Count how many lines in the items below contain the string "window", treating uppercase and lowercase letters as different, and give only that number.

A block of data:

··········

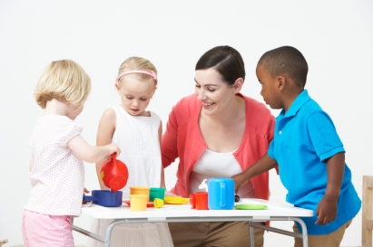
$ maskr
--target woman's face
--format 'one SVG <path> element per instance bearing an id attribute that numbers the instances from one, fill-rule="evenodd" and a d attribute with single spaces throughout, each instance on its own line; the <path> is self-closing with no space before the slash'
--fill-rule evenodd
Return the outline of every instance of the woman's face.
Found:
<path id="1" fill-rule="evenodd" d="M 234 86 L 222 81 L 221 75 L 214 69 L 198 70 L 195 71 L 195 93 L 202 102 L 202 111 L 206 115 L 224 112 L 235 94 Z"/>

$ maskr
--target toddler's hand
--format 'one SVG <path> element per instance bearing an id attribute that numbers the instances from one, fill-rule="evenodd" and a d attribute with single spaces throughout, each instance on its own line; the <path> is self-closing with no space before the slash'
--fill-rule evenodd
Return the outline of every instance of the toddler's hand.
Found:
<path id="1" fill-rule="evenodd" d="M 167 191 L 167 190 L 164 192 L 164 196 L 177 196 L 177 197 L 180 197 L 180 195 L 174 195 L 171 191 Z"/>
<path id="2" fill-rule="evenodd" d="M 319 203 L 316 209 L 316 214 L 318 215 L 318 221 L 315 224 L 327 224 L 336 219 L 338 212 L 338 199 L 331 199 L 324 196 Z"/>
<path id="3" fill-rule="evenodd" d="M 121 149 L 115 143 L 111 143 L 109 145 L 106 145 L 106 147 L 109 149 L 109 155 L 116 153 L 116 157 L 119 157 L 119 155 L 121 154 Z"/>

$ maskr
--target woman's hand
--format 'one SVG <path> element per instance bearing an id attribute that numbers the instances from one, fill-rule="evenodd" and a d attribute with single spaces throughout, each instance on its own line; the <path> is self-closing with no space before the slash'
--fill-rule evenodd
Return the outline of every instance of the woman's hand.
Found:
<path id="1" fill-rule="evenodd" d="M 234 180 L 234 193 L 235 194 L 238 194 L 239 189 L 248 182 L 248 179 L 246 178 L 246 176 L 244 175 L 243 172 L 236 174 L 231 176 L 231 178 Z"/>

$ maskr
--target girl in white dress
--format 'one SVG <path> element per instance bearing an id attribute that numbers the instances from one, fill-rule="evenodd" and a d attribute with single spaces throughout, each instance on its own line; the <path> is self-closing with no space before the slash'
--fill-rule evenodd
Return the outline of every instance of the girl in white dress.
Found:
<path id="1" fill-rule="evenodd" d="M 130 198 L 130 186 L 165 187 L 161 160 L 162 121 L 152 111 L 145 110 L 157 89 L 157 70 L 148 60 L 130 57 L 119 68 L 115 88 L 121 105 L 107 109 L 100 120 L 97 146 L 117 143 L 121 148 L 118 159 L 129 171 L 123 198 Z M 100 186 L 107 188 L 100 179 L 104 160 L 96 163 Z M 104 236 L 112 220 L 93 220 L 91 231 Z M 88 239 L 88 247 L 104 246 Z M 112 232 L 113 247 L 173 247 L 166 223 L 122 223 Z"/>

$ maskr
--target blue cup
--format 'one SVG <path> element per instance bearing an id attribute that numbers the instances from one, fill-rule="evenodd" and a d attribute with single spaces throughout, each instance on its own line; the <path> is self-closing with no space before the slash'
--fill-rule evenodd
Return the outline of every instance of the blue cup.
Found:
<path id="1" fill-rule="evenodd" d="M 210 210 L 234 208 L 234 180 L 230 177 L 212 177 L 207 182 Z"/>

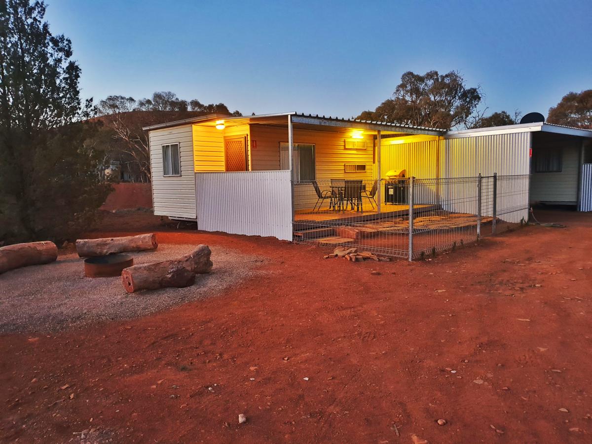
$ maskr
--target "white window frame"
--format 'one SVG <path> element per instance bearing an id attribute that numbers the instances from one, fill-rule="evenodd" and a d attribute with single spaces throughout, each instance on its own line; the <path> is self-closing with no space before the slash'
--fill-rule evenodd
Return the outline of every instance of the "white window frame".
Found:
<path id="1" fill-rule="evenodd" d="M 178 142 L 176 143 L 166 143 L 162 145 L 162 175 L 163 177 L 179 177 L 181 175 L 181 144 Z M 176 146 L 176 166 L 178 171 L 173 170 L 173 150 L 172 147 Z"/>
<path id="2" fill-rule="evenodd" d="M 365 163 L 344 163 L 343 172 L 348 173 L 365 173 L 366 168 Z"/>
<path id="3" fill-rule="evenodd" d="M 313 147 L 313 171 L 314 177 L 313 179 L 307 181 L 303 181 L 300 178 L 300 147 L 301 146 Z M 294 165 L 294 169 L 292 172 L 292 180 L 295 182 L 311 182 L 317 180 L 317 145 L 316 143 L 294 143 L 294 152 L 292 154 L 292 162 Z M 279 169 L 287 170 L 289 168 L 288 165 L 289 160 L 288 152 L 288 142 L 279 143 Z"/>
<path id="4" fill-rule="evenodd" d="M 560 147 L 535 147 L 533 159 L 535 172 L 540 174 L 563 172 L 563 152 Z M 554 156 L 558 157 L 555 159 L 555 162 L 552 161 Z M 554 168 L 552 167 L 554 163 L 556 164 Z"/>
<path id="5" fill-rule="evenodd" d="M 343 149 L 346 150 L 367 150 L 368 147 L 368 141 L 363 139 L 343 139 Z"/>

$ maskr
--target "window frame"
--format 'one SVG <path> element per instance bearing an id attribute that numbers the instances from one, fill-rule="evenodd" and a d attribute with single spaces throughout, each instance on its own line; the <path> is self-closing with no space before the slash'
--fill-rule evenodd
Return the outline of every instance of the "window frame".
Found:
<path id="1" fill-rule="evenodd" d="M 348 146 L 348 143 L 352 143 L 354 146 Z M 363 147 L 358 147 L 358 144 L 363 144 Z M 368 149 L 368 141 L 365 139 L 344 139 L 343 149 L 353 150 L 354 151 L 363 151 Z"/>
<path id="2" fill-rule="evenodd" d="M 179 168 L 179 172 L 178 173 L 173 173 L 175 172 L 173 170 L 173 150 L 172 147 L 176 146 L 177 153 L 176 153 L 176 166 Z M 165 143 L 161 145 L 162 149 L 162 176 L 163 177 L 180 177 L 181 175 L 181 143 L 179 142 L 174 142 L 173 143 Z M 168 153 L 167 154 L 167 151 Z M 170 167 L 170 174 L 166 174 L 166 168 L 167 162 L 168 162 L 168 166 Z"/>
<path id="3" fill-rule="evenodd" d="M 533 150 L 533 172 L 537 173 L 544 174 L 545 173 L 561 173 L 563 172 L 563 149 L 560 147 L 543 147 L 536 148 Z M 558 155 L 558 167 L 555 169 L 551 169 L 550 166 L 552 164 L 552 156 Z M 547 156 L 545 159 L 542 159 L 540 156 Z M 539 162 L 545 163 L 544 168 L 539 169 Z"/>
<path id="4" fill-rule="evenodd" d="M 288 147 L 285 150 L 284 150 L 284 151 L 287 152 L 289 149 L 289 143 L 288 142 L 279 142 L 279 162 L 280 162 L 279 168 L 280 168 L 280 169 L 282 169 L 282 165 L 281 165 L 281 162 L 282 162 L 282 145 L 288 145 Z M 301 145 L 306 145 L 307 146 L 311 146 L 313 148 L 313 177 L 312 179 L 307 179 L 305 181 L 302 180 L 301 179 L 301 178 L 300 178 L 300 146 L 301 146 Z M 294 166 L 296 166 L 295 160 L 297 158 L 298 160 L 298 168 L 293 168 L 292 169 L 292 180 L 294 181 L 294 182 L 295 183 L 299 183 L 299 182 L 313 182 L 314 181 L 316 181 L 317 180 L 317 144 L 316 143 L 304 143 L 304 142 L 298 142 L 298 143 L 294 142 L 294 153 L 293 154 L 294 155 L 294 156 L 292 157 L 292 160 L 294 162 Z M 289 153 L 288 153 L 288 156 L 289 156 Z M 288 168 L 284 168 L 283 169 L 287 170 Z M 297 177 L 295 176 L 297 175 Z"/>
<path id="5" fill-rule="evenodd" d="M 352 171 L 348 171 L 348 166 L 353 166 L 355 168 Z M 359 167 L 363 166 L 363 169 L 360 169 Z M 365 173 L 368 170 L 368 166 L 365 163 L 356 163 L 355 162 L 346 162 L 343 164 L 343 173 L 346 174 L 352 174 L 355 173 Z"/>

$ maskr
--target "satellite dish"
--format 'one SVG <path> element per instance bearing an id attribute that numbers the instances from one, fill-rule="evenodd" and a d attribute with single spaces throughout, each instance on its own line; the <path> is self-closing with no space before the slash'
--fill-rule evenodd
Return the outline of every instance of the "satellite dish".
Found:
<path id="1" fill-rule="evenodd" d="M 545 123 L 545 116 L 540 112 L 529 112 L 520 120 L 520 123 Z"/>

··········

EXERCISE OUTPUT » 4